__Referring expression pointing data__
◆ ◆ ◆
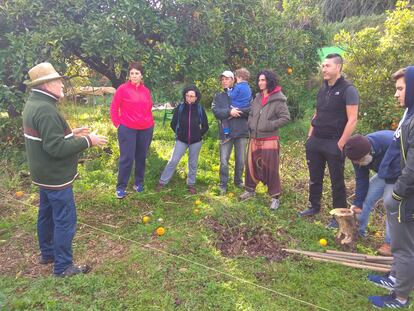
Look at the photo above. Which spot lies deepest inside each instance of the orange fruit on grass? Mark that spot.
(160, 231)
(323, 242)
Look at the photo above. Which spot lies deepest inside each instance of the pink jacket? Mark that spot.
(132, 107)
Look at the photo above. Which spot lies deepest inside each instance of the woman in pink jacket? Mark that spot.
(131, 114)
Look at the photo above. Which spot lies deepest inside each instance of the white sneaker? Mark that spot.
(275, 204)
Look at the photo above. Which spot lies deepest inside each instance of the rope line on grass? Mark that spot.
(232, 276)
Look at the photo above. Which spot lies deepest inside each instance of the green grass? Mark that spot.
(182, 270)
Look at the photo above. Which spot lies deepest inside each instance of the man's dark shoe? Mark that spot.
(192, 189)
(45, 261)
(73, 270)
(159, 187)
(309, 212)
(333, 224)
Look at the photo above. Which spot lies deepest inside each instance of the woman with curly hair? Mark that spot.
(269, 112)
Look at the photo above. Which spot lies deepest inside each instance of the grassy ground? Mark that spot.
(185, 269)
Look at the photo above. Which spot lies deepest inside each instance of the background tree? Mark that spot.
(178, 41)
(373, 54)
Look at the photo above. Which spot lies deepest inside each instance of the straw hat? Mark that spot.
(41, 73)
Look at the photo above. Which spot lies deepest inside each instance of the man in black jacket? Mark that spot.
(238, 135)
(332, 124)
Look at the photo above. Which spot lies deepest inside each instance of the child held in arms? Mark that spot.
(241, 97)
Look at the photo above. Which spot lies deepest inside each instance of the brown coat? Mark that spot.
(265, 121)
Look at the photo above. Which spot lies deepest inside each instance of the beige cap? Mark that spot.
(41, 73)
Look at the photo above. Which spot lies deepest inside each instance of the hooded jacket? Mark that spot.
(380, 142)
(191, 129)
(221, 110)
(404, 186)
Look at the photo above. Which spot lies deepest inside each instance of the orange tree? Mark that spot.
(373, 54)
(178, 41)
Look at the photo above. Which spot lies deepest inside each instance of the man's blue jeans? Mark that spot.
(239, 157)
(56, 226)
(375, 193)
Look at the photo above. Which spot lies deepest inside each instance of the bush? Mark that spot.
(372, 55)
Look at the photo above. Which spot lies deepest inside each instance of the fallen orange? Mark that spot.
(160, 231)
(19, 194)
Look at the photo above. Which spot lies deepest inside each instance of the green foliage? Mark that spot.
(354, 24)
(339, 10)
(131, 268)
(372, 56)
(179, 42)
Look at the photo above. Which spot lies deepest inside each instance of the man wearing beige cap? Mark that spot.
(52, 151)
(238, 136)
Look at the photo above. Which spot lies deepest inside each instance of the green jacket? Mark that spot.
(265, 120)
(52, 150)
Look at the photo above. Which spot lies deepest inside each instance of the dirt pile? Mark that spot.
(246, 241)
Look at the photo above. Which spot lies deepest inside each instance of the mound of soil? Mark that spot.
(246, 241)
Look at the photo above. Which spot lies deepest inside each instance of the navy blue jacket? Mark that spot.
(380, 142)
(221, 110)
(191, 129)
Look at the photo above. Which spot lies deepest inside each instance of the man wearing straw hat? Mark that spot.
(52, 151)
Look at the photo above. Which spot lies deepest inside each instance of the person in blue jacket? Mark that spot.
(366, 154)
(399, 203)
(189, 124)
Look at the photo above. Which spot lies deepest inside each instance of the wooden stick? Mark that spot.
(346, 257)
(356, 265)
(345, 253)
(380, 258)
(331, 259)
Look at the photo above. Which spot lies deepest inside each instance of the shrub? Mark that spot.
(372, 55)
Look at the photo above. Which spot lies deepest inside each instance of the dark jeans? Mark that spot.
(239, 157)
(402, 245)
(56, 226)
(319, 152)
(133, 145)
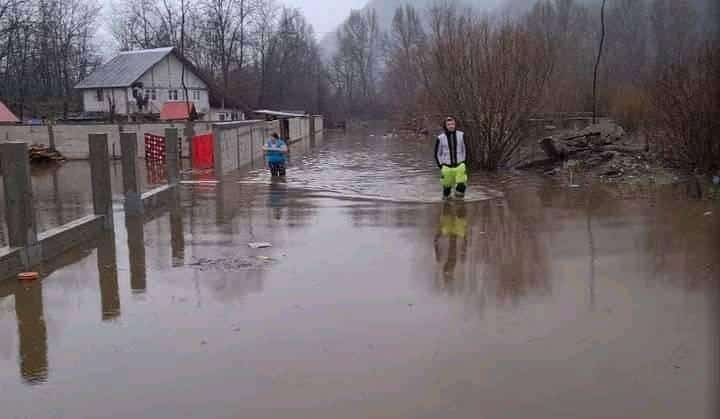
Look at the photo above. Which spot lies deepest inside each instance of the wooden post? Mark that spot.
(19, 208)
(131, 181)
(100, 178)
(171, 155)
◆ ◆ ◆
__What to work on__
Print all the records again exactly; do not include any picture.

__Answer to this exercise__
Look at the photo above. Which spot lies deepest inside each instance of the orange fruit on grass? Mark that spot.
(160, 231)
(323, 242)
Look at the photo above. Which spot lies deepest inside each instance of the pink jacket? Mark that spot.
(132, 107)
Look at the photo above. Which spot lies deepest inside each instance of the woman in pink jacket? Mark that spot.
(131, 114)
Look at the photo above. Which spot lies deepest inside each instance of the white sneaker? Mark that spot.
(275, 204)
Look at the photo above. Which spot lies deepest inside each instance of the rope line on grass? Mark that spot.
(232, 276)
Look at the photo above. Which spot lies deepest inside each instance of the green grass? Mark that spot.
(182, 270)
Look at the photo above. Which spot lies deepest inside each instance of the man's dark shoe? Mark that spot.
(192, 189)
(45, 261)
(73, 270)
(159, 187)
(309, 212)
(333, 224)
Look at the photo above. Which spot lies deepest inside each instance of the woman with curly hair? Mark that spot.
(269, 112)
Look at the photo above. Which spot lies deepest inside each instance of the grassy ground? Mark that spot.
(185, 269)
Look at the photo above. Which spot lies deepest inside each instance of the background tree? Mark that spot.
(178, 41)
(373, 54)
Look at the photo above. Which spot lies deepest inside each instance of the straw hat? Mark that spot.
(41, 73)
Look at the photo above. Which spot lies deepest inside each instance of the man in black jacket? Mark that spot.
(238, 135)
(332, 124)
Look at the photo above. Which spot lies deepest inside each instance of the child held in arms? Mark that spot.
(241, 97)
Look at the photo above. Which spot lies deepest inside each instance of the brown coat? Mark that spot.
(265, 121)
Look at the photo above. Which spot lies deepest inside each instance of the beige cap? Mark that spot.
(41, 73)
Look at the photo above. Which spot lies deepest inside each instance of the hooded jacket? Mark that spot.
(380, 142)
(191, 129)
(221, 110)
(404, 186)
Look at the photo above. Which spot lies deepest inside each instance of the orange tree? Mark that spot.
(373, 54)
(178, 41)
Look at the photo above. Which spot lies deepest inside each instance of the man's blue jeans? Mark that spot.
(239, 157)
(56, 226)
(375, 193)
Look at the photo above. Which spot lies deepest inside each instance of the bush? Mark that spot.
(372, 55)
Look at the photo above. Which spot lies deepest inside each instance of the fallen orange? Mark that spot.
(160, 231)
(19, 194)
Look at the photo above. Which spot lies deepest inside each instance of the green foliage? Mark that spot.
(354, 24)
(339, 10)
(131, 268)
(372, 56)
(179, 42)
Look at the photo above. Which spot lies deepest inside each instance of the man wearing beige cap? Mark that spot.
(52, 151)
(238, 136)
Look at the photo above. Which spot lies deepest inside each instance of the green jacket? Mark that spot.
(265, 120)
(52, 150)
Look at the photo above. Which spot lies deepest inside each instance of the dirt pile? Mark that spot.
(246, 241)
Look at the photo above. Which spot lies deepest inside each instance of the mound of soil? Mark that spot.
(246, 241)
Look at the photo above. Which spot lies deepest inside each instance of the navy blue jacket? Mark that spot.
(380, 142)
(221, 110)
(191, 129)
Look at the photo above. Which spot lies deepest inside each instance of the man wearing straw hat? Mark that spot.
(52, 151)
Look at the photo above. Which spot lies deepest inside each instance of the person in blue jacket? Mark that spot.
(366, 154)
(399, 203)
(189, 124)
Look at the photo above. Which spot lies deepest inside each instance of the wooden stick? Mark that spot.
(346, 257)
(356, 265)
(345, 253)
(380, 258)
(331, 259)
Look at the photo above. Which spot lies deepest inside each instance of the shrub? Mark that spot.
(372, 55)
Look at the photo above. Which spot lies deepest inside each instance of the dark jeans? Mark that spot.
(239, 157)
(402, 245)
(56, 226)
(319, 152)
(133, 145)
Look at the photo above. Which spot lies deepest inside each instance of the wooden post? Mark that spot.
(19, 208)
(131, 181)
(100, 178)
(171, 155)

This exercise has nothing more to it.